## GOAL
Write out the entries again from the line with "For every instance of the folding" up to and including the line with "[[280, 35]]", swapping "green jacket" for "red jacket" and keeping everything else the same.
** Start of RECORDS PROVIDED **
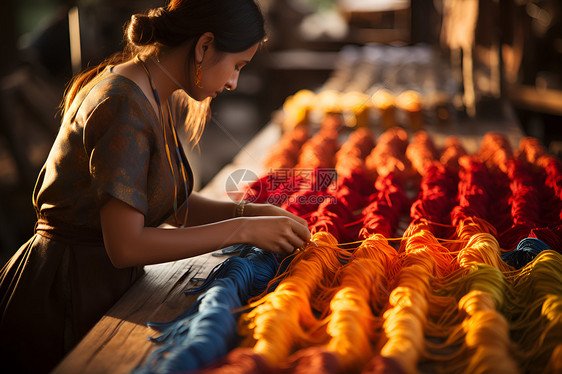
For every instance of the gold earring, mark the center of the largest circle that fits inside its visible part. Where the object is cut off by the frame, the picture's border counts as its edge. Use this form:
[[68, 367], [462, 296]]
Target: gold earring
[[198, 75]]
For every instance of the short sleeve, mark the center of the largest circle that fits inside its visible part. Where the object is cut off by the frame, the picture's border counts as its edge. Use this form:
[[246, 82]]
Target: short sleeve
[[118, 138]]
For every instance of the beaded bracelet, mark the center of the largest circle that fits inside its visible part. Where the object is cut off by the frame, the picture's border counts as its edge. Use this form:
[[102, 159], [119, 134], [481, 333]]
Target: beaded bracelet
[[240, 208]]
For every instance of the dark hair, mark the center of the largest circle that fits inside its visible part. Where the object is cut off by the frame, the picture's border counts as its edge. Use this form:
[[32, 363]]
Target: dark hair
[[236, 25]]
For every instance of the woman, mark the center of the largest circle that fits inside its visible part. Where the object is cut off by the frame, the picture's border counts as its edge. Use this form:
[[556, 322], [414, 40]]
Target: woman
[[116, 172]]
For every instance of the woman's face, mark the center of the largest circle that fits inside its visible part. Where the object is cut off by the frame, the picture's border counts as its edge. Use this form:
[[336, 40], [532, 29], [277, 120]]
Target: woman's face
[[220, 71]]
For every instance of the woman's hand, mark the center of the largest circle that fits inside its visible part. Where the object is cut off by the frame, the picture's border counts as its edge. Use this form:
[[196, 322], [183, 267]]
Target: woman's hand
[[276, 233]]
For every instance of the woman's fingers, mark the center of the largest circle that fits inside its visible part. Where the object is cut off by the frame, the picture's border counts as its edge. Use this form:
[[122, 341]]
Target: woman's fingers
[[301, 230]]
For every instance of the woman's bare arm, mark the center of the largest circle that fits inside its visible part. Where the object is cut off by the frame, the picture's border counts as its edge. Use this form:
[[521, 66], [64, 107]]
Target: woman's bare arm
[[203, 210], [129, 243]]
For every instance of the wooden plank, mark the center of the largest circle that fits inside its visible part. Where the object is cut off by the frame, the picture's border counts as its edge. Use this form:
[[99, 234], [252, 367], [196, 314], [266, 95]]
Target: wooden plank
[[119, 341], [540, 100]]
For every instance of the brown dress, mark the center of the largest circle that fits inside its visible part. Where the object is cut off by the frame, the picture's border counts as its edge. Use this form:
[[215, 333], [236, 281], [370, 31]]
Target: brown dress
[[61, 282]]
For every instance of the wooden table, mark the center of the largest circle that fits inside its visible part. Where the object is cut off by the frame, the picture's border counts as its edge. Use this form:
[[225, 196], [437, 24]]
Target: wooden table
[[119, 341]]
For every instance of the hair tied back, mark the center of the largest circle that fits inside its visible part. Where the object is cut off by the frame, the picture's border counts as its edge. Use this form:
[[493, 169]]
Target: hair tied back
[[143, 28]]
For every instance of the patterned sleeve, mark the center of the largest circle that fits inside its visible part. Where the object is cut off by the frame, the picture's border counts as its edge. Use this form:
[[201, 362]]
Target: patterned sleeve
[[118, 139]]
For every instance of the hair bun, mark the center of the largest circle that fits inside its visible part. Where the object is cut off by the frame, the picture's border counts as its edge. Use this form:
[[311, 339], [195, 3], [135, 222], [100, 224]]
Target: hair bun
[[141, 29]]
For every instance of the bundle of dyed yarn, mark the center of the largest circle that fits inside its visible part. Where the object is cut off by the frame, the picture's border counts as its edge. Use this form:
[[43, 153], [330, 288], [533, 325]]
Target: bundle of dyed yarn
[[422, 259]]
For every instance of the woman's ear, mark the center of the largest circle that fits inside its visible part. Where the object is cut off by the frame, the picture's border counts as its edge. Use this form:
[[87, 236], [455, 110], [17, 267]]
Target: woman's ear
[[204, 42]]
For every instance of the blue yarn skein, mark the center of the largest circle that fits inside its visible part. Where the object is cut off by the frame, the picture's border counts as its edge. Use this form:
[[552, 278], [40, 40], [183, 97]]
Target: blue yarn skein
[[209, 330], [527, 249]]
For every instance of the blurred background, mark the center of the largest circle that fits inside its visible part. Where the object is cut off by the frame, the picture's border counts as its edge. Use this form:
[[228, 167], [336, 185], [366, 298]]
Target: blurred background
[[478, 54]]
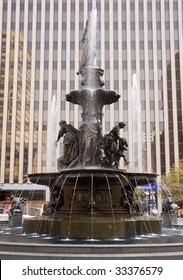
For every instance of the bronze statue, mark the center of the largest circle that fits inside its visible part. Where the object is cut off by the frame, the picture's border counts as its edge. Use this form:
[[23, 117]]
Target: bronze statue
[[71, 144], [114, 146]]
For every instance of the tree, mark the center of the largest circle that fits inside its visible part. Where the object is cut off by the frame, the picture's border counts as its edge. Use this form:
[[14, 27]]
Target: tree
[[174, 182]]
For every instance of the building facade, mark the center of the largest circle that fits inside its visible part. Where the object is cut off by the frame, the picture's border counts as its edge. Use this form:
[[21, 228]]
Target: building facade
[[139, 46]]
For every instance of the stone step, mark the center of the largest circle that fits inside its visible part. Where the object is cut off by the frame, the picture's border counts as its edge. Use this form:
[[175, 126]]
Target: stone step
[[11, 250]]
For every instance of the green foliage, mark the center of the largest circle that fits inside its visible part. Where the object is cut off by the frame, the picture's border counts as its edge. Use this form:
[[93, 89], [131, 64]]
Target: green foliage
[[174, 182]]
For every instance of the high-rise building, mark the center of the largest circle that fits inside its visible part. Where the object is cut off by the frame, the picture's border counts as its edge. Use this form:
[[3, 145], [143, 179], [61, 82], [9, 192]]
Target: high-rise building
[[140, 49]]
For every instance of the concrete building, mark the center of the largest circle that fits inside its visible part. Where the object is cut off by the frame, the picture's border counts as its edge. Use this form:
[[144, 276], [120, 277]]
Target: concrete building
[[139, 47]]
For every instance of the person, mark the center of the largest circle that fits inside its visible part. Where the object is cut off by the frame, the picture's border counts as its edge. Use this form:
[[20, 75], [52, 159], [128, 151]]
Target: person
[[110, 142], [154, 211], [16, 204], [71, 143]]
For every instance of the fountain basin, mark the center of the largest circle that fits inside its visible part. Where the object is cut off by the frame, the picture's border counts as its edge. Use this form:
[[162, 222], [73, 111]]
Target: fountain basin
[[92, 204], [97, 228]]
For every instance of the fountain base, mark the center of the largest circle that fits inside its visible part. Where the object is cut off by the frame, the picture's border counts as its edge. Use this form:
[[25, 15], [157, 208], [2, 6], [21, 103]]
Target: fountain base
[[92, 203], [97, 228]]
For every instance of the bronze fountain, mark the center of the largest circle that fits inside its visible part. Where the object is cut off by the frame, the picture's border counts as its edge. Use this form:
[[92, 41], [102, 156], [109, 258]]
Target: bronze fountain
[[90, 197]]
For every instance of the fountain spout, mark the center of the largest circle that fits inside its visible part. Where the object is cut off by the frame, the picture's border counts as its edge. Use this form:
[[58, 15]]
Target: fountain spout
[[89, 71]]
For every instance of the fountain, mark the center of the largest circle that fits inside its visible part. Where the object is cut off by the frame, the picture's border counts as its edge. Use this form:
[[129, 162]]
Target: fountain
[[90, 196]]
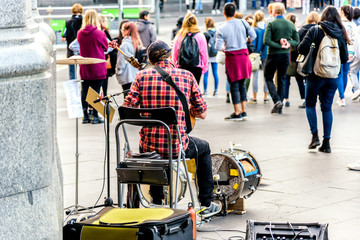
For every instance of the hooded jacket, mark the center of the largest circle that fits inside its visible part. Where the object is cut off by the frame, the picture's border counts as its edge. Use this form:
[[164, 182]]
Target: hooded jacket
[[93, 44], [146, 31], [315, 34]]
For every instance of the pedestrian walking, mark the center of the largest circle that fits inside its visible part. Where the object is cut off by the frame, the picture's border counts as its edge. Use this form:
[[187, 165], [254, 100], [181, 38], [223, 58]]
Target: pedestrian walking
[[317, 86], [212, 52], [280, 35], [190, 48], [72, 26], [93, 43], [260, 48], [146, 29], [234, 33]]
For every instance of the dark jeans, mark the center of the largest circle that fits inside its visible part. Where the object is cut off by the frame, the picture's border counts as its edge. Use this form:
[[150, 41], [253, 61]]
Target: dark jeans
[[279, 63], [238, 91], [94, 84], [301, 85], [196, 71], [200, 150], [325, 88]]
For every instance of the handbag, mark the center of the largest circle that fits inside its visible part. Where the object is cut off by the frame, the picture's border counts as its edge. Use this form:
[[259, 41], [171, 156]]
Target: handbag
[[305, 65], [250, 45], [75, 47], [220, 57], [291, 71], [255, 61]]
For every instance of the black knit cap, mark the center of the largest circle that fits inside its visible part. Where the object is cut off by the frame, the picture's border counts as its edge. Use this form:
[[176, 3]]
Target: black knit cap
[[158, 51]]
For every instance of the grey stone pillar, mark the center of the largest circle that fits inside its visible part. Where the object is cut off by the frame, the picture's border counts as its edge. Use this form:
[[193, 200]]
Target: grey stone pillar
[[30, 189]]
** End of RECORDS PROVIDED **
** Start of RECORDS PROVIDED **
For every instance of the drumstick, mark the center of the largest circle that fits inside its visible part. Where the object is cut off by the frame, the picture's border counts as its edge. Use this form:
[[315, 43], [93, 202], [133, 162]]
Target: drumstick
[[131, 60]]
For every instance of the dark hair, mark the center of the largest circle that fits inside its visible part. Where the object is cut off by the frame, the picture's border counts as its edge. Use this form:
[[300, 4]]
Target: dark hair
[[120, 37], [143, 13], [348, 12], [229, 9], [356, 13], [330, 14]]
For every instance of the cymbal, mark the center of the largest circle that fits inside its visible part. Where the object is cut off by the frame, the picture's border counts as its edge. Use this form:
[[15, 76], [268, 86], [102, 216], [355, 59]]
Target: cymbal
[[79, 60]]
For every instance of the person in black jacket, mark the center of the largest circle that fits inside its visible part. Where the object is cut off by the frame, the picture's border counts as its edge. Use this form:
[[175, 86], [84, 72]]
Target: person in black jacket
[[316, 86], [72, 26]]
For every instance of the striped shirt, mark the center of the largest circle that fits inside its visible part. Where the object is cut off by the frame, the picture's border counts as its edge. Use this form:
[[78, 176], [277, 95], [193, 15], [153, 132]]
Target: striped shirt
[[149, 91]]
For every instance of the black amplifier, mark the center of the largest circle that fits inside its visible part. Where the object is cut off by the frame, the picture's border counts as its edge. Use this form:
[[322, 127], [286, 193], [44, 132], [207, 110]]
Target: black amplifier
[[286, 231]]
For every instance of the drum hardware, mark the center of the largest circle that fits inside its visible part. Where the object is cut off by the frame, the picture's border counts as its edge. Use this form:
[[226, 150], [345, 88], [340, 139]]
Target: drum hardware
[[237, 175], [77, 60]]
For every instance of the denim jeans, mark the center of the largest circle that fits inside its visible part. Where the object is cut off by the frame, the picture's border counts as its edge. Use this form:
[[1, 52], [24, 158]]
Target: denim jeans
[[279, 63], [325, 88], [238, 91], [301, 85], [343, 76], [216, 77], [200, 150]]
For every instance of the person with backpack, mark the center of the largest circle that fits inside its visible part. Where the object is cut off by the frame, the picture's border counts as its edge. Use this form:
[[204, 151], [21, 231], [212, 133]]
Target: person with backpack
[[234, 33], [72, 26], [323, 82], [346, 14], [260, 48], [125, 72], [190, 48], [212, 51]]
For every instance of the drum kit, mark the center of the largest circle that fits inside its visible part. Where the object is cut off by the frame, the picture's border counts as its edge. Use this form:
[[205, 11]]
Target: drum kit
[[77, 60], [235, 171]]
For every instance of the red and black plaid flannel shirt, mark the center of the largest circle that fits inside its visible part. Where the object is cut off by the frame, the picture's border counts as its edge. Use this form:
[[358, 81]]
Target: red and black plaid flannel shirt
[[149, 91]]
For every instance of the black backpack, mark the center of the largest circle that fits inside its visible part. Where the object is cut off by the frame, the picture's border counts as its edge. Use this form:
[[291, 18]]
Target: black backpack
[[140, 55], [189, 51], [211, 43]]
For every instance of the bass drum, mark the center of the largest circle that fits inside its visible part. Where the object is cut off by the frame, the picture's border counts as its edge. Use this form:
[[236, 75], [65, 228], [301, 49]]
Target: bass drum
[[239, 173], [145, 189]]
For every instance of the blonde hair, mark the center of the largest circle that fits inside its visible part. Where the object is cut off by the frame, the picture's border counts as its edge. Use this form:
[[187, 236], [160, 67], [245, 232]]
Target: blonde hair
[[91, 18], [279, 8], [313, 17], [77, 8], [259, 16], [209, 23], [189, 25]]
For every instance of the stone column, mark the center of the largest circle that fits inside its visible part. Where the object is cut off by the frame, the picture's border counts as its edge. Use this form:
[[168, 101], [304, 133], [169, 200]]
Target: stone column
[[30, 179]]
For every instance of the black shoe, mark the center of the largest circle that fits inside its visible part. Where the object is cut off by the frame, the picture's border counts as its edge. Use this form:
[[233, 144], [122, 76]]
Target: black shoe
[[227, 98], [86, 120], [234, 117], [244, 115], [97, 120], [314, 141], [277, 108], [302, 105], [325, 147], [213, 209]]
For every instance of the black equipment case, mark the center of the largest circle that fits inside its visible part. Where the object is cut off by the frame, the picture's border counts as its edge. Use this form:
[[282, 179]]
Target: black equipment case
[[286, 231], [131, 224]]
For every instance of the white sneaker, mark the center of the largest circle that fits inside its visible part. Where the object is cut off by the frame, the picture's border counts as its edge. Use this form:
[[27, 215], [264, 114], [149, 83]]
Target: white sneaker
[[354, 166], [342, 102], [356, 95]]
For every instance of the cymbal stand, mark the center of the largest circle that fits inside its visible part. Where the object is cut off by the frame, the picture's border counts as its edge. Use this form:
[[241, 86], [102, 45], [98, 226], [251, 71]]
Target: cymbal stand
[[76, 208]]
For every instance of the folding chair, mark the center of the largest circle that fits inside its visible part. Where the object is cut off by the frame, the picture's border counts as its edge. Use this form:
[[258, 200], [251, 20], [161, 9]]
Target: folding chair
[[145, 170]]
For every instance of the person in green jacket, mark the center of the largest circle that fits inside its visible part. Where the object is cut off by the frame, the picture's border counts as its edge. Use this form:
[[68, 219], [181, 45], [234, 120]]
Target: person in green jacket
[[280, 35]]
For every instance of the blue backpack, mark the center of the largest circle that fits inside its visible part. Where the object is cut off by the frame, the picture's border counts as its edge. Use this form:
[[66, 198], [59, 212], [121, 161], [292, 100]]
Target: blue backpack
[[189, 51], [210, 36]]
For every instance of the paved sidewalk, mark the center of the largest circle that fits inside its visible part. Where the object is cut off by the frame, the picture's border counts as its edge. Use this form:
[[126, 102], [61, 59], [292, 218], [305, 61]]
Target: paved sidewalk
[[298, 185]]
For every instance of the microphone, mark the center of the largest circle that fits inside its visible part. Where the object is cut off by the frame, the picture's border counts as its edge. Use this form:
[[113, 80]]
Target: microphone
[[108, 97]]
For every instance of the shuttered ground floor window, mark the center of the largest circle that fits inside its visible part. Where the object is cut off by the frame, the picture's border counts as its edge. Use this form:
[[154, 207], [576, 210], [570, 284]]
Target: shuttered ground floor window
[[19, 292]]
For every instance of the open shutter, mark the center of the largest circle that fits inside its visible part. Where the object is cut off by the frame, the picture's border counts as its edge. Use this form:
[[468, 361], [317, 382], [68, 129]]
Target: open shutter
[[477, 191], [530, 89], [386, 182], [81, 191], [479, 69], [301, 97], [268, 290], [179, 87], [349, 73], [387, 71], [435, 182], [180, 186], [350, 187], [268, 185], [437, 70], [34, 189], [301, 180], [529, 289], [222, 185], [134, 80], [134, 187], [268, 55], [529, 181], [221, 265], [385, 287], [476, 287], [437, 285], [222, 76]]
** End of RECORDS PROVIDED **
** Start of RECORDS PROVIDED **
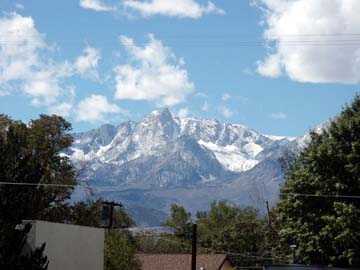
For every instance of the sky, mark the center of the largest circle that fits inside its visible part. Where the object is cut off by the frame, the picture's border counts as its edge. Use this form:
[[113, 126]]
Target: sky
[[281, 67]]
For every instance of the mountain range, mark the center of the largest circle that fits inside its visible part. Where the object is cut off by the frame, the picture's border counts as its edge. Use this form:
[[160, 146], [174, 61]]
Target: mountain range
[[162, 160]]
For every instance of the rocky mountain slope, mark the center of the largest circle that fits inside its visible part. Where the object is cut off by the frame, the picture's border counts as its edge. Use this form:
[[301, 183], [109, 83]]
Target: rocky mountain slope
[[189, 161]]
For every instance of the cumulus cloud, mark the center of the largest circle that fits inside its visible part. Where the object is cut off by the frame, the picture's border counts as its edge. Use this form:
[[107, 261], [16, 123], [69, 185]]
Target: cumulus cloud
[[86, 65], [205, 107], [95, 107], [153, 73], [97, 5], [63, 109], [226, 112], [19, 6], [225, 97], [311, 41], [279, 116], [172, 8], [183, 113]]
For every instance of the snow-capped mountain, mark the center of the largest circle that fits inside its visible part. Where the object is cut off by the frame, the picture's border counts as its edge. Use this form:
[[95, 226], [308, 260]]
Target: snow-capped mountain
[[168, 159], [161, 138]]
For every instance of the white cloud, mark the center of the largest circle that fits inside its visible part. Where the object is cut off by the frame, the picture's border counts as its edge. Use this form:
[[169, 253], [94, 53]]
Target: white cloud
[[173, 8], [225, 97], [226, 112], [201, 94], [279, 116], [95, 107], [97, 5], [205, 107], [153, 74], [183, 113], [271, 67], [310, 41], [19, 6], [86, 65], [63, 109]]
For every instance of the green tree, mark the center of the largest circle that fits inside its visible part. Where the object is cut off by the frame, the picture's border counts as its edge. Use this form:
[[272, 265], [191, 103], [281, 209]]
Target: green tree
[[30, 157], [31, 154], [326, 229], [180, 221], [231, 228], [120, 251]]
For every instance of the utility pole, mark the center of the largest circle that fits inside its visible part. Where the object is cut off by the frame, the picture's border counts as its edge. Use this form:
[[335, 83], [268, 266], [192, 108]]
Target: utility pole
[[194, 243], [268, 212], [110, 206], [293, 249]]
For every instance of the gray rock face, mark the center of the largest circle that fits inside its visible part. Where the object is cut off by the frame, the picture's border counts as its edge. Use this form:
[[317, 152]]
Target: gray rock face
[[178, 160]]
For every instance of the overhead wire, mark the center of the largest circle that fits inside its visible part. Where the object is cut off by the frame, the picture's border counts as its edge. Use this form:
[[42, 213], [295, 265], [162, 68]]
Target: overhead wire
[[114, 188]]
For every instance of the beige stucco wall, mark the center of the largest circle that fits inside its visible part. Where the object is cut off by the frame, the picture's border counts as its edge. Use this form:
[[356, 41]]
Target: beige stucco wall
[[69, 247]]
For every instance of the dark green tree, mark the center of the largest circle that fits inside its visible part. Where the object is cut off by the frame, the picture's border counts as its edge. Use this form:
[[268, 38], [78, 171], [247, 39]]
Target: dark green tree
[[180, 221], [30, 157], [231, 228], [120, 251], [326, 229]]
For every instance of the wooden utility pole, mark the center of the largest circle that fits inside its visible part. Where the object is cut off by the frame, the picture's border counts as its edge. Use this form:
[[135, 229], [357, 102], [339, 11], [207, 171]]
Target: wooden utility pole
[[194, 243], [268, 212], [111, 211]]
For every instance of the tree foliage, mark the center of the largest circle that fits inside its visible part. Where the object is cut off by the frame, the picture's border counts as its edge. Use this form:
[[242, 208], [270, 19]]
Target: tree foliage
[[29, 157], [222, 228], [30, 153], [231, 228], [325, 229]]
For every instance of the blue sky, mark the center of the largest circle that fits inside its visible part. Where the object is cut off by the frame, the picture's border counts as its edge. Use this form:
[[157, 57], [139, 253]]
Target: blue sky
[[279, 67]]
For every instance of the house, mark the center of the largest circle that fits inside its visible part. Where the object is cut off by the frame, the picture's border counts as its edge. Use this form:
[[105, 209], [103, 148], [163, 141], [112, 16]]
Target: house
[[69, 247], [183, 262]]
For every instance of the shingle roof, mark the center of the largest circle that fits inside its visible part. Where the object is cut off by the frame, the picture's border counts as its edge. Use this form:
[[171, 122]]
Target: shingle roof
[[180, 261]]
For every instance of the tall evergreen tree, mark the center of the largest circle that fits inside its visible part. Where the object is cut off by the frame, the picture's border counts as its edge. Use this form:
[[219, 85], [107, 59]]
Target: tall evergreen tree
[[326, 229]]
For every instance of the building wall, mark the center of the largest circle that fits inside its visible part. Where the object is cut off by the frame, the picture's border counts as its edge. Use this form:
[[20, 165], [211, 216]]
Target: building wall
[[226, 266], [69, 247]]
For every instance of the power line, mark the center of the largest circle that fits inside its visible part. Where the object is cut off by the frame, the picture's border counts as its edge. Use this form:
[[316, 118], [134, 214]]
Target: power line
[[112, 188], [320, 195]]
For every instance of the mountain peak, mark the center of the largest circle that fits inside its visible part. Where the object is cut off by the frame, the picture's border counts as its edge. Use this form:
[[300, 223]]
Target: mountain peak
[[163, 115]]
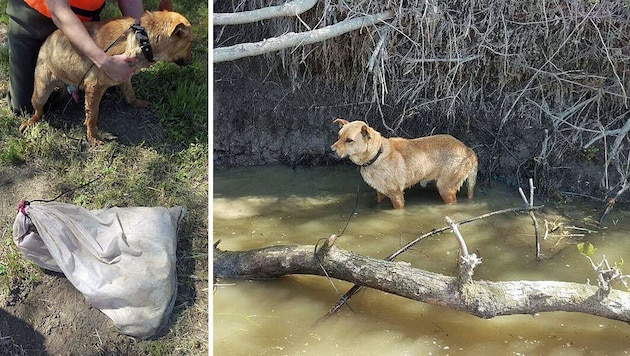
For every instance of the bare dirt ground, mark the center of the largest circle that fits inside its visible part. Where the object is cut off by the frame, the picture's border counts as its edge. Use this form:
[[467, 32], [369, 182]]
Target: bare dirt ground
** End of RECORDS PROVIDED **
## EXERCISE RESULT
For every instance of the folding chair, mark the center of the largest circle that fits inside its visible part. Where the object is cut off by the frame, the picture's border counts as its edge. Use this form:
[[258, 200], [251, 20], [161, 9]]
Target: folding chair
[[145, 170]]
For every instance of the person in red jacket, mark the center of the largest circle that fits inside its visible part. Where the object is cut off by the frame, the picture's border counts as its edge. Use this form:
[[68, 219], [181, 45], [234, 120]]
Target: person in red jacket
[[280, 35]]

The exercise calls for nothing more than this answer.